- **What to do**
1. Using the article on India's rapid antigen testing, decide whether each statement agrees with it. (a) Rapid antigen tests account for between 25 and 30 per cent of India's daily tests. (b) The ICMR's website specifies which type of tests appear in its daily data. (c) As of Aug. 12, New Delhi had conducted more RT-PCR tests than rapid antigen tests.
2. Proceed with the article on India's rapid antigen testing, picking up after its final sentence.

- **Document extract**
§

India’s bid to control its surging virus infections by increasing the use of fast but less sensitive tests could actually be making things worse for the nation.
With one of the world’s fastest-growing epidemics but also one of the lowest testing rates, India in late June started to use quick antigen tests to ramp up detection. But the tests, which can report false negatives as much 50 per cent of the time, threaten to obscure the true picture of its outbreak, further challenging containment efforts.
Between 25-30 per cent of the country’s daily tests now are rapid antigen tests, Balram Bhargava, the director-general of the Indian Council of Medical Research, told reporters at a briefing in New Delhi. It was the first time India’s premier research group had broken down the testing data -- the ICMR’s website still does not specify what type of tests are being done in its daily data.
In some cities like capital New Delhi, the rapid testing numbers are even higher -- the latest data as of Aug. 12 showed the city conducted 12,422 rapid antigen tests and 6,472 of the more sensitive real time-polymerase chain reaction tests.
The reliance on these tests casts further doubt on the ability of Prime Minister Narendra Modi’s government to stem the epidemic, which is now surging unchecked through the nation’s hinterland. It may also mean the falling case numbers seen in its big cities could be due to false negatives, raising questions over whether infection is truly being curbed.
Worse, the use of rapid tests could be letting some infected people return freely to the community, spreading the pathogen to even more people. In the Philippines, a high number of false negatives on tests conducted on returning workers meant that infections were seeded in new places when they were allowed to go home, sparking a fierce resurgence of cases.
India’s federal health ministry didn’t respond to an email and a phone call seeking comment.

§

- **Given data**
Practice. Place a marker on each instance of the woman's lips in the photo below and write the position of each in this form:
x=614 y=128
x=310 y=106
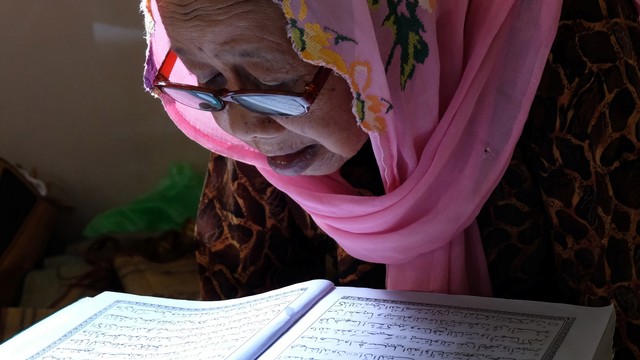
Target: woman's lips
x=295 y=163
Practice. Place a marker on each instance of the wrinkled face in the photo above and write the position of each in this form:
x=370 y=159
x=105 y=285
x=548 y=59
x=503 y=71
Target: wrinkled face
x=241 y=45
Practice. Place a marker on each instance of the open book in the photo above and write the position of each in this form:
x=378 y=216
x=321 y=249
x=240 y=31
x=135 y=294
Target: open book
x=315 y=320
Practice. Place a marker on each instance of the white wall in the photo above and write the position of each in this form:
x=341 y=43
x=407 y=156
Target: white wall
x=72 y=104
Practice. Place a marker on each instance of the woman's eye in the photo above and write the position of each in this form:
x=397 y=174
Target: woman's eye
x=218 y=81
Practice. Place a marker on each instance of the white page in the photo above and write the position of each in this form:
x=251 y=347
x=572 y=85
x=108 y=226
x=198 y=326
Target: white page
x=125 y=326
x=372 y=324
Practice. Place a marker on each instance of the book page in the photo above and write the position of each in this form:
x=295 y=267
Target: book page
x=372 y=324
x=124 y=326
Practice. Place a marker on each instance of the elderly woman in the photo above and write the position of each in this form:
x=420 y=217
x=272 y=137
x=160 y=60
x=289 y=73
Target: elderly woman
x=384 y=143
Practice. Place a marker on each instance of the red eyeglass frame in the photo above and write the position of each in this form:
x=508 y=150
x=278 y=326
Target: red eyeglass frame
x=309 y=95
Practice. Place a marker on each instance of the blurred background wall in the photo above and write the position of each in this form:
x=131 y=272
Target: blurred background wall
x=72 y=105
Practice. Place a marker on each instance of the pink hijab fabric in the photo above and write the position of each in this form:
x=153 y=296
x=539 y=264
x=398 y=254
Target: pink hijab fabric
x=443 y=89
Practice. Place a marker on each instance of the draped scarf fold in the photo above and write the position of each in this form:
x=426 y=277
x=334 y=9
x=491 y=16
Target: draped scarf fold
x=443 y=89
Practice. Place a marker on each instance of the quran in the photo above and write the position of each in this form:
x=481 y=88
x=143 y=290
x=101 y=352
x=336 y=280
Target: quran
x=315 y=320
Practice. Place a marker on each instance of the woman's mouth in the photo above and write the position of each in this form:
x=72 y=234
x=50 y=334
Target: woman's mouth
x=295 y=163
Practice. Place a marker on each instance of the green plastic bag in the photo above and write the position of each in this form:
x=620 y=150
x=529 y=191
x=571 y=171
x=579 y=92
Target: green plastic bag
x=168 y=206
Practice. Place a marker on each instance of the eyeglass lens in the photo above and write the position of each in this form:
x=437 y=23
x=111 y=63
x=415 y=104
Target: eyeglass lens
x=283 y=105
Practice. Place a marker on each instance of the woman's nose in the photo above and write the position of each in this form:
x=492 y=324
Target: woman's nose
x=247 y=125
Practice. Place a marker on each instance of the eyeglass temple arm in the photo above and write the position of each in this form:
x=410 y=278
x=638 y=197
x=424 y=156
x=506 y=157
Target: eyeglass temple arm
x=167 y=66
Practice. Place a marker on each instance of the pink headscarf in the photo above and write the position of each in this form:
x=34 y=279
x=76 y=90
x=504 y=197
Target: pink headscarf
x=443 y=120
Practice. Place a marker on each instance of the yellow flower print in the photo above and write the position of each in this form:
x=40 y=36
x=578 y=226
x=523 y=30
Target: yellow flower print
x=317 y=43
x=368 y=108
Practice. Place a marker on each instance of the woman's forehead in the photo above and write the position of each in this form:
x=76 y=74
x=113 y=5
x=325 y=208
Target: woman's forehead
x=227 y=33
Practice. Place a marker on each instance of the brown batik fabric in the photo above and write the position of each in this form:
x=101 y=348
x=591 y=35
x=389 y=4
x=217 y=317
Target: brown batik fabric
x=252 y=238
x=564 y=222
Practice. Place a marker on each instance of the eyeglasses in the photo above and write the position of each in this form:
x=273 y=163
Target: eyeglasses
x=266 y=102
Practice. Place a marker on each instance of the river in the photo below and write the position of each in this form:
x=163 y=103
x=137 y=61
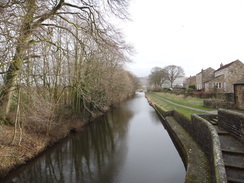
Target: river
x=127 y=145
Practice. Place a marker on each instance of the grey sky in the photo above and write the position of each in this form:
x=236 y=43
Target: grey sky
x=194 y=34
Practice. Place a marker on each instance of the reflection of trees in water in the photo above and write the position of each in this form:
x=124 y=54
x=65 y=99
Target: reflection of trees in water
x=86 y=157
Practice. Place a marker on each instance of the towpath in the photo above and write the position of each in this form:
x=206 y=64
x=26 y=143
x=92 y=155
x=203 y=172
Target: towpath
x=187 y=107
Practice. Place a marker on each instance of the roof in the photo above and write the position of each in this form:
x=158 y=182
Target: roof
x=214 y=78
x=203 y=70
x=239 y=82
x=227 y=65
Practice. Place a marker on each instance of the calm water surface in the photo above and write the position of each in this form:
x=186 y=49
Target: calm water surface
x=127 y=145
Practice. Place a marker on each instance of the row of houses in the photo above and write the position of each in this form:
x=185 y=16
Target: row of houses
x=220 y=80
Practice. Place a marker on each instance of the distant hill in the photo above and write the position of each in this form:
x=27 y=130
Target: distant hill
x=143 y=81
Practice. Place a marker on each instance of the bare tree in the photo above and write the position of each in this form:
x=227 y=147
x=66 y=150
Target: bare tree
x=157 y=77
x=24 y=24
x=173 y=72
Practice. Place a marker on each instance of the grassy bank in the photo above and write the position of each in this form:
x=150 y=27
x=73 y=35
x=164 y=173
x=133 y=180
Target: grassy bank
x=181 y=99
x=188 y=101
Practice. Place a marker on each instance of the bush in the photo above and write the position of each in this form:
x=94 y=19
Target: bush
x=193 y=87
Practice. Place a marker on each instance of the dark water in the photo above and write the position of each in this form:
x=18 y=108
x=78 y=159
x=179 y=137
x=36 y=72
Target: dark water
x=127 y=145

§

- **Numbered answers**
1.
(a) Yes: "Between 25-30 per cent of the country’s daily tests now are rapid antigen tests"
(b) No: "the ICMR’s website still does not specify what type of tests are being done in its daily data"
(c) No: "the city conducted 12,422 rapid antigen tests and 6,472 of the more sensitive real time-polymerase chain reaction tests"

2.
Other tests, like those for serological studies or testing high risk groups for antibodies, are counted separately. The U.S., whose testing protocol was recently slammed by Microsoft Corp. founder and billionaire philanthropist Bill Gates, hasn’t managed to scale up its testing facilities to push through as many tests as it needs to.Most other countries with big outbreaks like the U.K. and the U.S. use the RT-PCR tests that detect the genetic material of the virus. While experts say that rapid antigen tests can help countries with out-of-control outbreaks quickly detect where hot spots are, India’s practice of conflating the data from rapid tests and traditional RT-PCR ones risks obscuring its true infection picture.
“I don’t think it’s good science to put together the two tests. If the rapid antigen tests are only 50 per cent sensitive compared to PCR tests and there is a very high prevalence of community transmission then they are not very good test,” said Peter Collignon, a professor of clinical medicine at the Australian National University Medical School. “Flipping a coin might almost be as good.”
Shifting Strategies
The quicker test itself isn’t the problem. Rapid antigen testing is viewed as a competent strategy to test widely -- it’s faster, cheaper and requires less complex technology than molecular testing. The rapid tests cost about 450 rupees ($6) compared to the molecular tests, where the government has capped the price at 2,400 rupees.
“The basic approach should be to test as widely as possible, but to report results separately for RAT and RT-PCR so that trends in each can be studied separately,” said Prabhat Jha, professor of Global Health and Epidemiology at the Dalla Lana School of Public Health, University of Toronto.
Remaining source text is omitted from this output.